Look for "hand" in the material below and show each line that contains it.

● **Material for the task**:
/---

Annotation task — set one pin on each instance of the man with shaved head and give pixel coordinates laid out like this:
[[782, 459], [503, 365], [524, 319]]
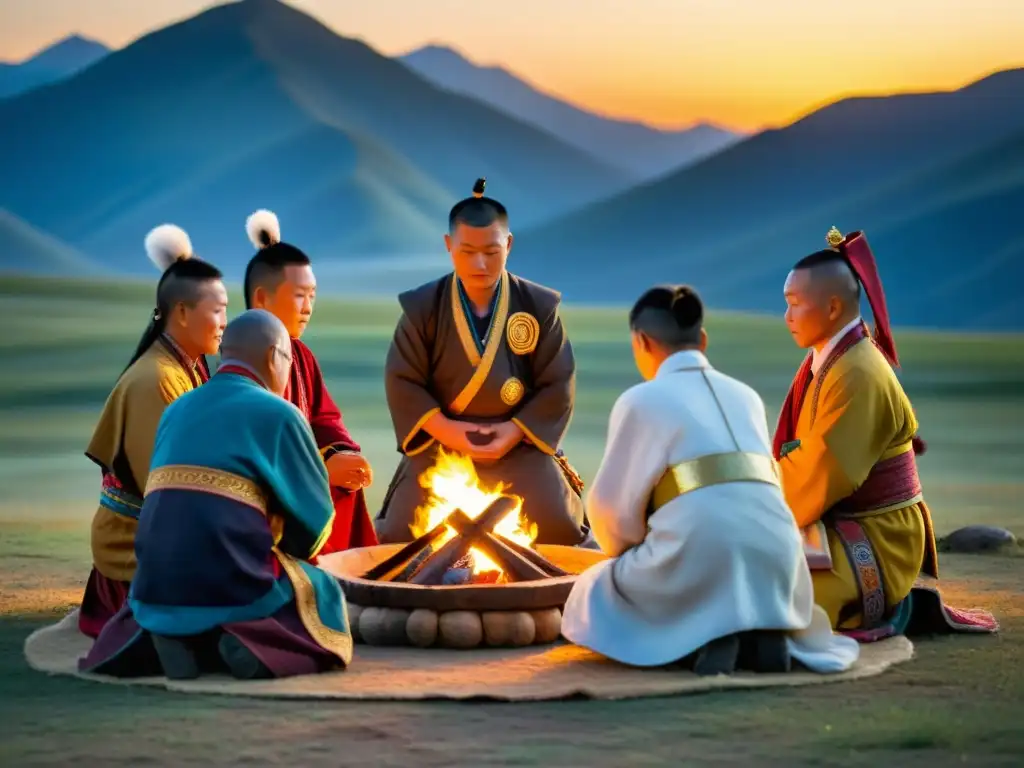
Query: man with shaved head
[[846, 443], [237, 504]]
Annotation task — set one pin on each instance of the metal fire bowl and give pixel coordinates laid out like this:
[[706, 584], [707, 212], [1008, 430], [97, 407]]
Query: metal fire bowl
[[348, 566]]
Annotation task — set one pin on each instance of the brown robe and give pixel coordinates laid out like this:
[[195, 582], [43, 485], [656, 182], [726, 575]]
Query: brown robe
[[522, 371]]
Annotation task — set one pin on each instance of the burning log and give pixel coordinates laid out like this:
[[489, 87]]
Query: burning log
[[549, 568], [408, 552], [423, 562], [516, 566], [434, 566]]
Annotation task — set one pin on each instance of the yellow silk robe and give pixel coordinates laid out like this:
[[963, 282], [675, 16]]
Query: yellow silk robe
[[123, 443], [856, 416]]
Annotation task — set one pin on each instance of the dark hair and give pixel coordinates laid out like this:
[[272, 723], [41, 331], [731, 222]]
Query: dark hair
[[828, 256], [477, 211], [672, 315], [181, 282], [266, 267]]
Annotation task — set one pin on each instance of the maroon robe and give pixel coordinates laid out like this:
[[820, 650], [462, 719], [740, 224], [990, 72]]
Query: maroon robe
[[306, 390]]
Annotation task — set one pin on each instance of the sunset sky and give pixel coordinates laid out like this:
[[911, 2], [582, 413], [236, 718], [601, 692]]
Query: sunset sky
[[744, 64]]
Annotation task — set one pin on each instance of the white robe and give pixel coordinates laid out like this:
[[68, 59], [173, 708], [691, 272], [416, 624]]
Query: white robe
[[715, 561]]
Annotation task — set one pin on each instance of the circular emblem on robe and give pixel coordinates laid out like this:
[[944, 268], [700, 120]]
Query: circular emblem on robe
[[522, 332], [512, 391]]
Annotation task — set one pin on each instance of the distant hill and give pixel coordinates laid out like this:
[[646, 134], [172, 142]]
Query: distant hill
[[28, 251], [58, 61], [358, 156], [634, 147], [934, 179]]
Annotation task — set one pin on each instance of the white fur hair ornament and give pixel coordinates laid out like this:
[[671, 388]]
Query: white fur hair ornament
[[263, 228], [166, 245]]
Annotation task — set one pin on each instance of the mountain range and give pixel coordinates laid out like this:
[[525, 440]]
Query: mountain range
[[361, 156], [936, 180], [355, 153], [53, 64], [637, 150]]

\---
/---

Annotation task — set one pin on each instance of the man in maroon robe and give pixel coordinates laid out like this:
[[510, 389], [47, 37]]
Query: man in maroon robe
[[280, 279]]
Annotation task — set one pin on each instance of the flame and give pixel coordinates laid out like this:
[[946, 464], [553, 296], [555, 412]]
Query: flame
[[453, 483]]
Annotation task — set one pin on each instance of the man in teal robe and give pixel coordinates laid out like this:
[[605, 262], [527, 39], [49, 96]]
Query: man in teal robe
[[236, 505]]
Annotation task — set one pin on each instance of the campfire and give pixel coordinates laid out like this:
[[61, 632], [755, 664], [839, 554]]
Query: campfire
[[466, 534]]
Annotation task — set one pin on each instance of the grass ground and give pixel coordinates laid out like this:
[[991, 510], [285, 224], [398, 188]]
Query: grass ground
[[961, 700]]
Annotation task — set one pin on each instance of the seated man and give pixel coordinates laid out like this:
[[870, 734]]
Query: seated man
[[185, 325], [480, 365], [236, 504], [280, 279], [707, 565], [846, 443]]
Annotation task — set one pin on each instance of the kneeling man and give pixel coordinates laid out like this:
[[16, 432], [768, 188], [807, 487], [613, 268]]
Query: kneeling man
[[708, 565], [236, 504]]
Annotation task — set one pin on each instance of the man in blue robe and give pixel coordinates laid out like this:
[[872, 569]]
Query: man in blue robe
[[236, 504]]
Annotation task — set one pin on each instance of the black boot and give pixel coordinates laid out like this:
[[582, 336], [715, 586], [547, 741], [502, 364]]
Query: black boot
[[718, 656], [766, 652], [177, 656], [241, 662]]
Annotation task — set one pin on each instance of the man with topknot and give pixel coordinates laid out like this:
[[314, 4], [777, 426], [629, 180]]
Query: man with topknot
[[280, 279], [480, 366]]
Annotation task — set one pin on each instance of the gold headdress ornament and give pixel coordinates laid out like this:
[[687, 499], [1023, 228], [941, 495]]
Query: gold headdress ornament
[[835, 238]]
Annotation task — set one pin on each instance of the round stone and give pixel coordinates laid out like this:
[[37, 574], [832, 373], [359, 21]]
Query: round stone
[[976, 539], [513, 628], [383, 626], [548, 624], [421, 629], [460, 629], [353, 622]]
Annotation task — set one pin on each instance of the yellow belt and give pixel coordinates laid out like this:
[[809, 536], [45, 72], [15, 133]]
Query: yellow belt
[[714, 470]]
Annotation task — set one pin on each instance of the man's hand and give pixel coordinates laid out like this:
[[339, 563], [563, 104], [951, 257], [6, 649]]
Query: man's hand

\---

● **Exercise solution**:
Annotation task — set one pin on each instance of the man's hand and give pixel coordinates laid out like this:
Query: man's hand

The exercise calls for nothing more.